## Extracted text
Dan's Review: "Jurassic World" feeds us more
Jun 12, 2015 10:52AM ● Published by Dan Metcalf
Chris Pratt and Bryce Dallas Howard in Jurassic World - © 2014 - Universal Pictures
Jurassic World (Universal)
Rated PG-13 for intense sequences of science-fiction violence and peril.
Starring Chris Pratt, Bryce Dallas Howard, Nick Robinson, Ty Simpkins, Vincent D'Onofrio, Irrfan Khan, Omar Sy, B. D. Wong, Jake Johnson, Lauren Lapkus, Brian Tee, Katie McGrath, Judy Greer, Andy Buckley, James DuMont, Jimmy Buffett, Jimmy Fallon.
Written by Rick Jaffa, Amanda Silver, Derek Connolly and Colin Trevorrow, based on characters created by Michael Crichton.
Directed by Colin Trevorrow.
The Dave Matthews Band has a song called “Too Much,” an essay on the market-driven gluttony of a society that is never satisfied, always seeking “more.” That’s the basic theme of Jurassic World, the fourth installment borne from Steven Spielberg’s iconic 1993 megahit Jurassic Park. As if seeing authentic-looking dinosaurs on screen for the first time (not Claymation or a guy in a suit trampling through miniature film sets) wasn’t cool enough, Universal Studios always seems ready to green-light another “Jurassic” sequel to keep up with the demands of the masses.

## Record extracts
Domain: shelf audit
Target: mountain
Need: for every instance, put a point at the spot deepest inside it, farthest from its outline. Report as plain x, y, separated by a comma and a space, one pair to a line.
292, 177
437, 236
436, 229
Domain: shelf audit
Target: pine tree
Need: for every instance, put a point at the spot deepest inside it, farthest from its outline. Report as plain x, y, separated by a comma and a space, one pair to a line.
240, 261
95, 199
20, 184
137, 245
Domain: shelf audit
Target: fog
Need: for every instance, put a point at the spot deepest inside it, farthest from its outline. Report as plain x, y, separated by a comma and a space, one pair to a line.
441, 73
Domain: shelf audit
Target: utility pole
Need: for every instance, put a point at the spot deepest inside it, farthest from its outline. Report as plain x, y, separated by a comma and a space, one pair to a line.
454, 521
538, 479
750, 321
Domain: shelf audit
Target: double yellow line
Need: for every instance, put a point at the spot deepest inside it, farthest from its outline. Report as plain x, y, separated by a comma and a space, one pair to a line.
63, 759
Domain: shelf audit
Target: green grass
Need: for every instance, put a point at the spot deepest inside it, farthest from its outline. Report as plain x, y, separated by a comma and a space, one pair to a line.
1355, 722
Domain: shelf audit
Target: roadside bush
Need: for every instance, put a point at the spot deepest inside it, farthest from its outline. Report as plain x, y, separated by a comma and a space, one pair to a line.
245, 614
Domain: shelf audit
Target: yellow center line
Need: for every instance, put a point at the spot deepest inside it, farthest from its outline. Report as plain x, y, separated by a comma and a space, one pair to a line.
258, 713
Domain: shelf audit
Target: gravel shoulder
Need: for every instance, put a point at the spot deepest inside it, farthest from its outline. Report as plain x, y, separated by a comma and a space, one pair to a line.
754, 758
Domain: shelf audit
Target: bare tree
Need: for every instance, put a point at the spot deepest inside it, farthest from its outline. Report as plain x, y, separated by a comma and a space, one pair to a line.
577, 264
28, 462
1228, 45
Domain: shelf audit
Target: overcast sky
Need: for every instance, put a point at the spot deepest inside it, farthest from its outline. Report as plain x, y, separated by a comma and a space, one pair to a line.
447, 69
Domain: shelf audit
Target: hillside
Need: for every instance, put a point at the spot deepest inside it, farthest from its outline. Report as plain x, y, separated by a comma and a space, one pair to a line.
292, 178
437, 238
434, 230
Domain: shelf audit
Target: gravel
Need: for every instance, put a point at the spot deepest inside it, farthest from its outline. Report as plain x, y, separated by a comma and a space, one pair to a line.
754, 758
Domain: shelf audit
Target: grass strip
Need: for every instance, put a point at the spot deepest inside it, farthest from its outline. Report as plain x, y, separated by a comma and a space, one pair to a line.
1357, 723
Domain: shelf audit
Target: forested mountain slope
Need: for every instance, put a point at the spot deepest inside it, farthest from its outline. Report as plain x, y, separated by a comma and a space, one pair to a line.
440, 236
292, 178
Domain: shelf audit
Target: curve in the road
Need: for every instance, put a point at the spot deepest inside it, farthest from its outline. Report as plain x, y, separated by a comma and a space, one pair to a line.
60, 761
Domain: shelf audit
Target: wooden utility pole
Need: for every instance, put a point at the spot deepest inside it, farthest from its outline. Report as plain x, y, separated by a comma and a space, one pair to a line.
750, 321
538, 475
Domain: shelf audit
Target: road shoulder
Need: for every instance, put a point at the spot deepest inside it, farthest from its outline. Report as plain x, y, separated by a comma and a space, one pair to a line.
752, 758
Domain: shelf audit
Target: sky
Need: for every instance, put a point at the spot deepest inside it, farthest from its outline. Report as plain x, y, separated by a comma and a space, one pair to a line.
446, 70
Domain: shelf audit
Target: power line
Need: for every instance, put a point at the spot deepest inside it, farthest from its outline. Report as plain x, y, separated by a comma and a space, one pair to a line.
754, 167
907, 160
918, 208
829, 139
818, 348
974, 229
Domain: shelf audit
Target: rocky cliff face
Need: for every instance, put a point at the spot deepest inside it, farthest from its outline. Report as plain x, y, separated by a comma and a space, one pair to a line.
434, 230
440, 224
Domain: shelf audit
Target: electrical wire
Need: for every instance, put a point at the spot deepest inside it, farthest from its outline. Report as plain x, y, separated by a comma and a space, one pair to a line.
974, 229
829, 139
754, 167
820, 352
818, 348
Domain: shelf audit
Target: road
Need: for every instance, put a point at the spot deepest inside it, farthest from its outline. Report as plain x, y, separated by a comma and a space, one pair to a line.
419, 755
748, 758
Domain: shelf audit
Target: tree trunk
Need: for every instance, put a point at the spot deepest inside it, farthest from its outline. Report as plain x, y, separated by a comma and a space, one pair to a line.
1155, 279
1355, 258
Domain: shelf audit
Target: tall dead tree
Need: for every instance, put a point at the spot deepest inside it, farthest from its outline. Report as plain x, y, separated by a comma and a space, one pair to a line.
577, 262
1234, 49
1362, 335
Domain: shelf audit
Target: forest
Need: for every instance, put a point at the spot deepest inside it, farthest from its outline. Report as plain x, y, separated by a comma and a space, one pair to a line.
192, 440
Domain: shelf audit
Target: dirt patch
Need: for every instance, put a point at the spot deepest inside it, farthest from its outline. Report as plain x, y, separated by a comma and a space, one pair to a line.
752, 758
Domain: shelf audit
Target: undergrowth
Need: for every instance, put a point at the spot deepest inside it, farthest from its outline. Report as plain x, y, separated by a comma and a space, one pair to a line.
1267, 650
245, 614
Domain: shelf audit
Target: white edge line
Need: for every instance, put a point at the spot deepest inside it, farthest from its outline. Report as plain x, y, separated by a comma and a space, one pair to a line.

## Work instruction
Continue the review of "Jurassic World" from where it stops.

## Exercise output
Since all the deadly disasters of previous ventures of messing with dinosaur DNA really didn’t teach anybody anything about ethics or prudence, our story picks up years later on Isla Nubla (a fictional island off the coast of Costa Rica), the original location of the doomed Jurassic Park. The island now hosts an even bigger theme park called Jurassic World, where thousands flock to see real dinosaurs in action. Claire Dearing (Bryce Dallas Howard) is the park’s operations manager who reluctantly allows her young nephews Zach and Gray (Nick Robinson and Ty Simpkins) to visit the park while her sister (Judy Greer) works out some marital difficulties. At the same time, Claire is under intense corporate pressure from her boss Simon (Irrfan Khan) to create new “cooler” hybrid creatures by manipulating “dino-DNA” with current fish, amphibians and reptiles. On another part of the island, there’s a Velociraptor research facility headed by Owen (Chris Pratt), who is under pressure from a corporate security sleaze named Hoskins (Vincent D’Onofrio) to turn the raptors into trained military weapons. Owen has some success in training the raptors to follow commands.
But, as always, something goes wrong and the newest, biggest, baddest dino-hybrid called Indominus Rex get loose and starts killing every living thing it can get its teeth into, including the gentler herbivore dinosaurs on the island. Zach and Gray get stuck in the jungle, prompting Claire to enlist Owen to save them. As the Indominus gets closer to the central theme park, more people die, leading to a showdown at the park’s center.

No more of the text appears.